> GIVEN PROBLEM
Return every one of the entries below word for word, with nothing changed, added, or left out.

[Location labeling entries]
════
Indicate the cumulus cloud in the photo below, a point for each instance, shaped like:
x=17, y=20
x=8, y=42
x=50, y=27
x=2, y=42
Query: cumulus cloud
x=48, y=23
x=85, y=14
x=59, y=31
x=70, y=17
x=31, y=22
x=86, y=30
════
> TASK ANSWER
Indicate the cumulus cloud in the photo below, a point for each instance, shaped like:
x=17, y=20
x=8, y=42
x=50, y=27
x=2, y=42
Query: cumulus cloud
x=48, y=23
x=85, y=14
x=59, y=31
x=70, y=17
x=31, y=22
x=86, y=30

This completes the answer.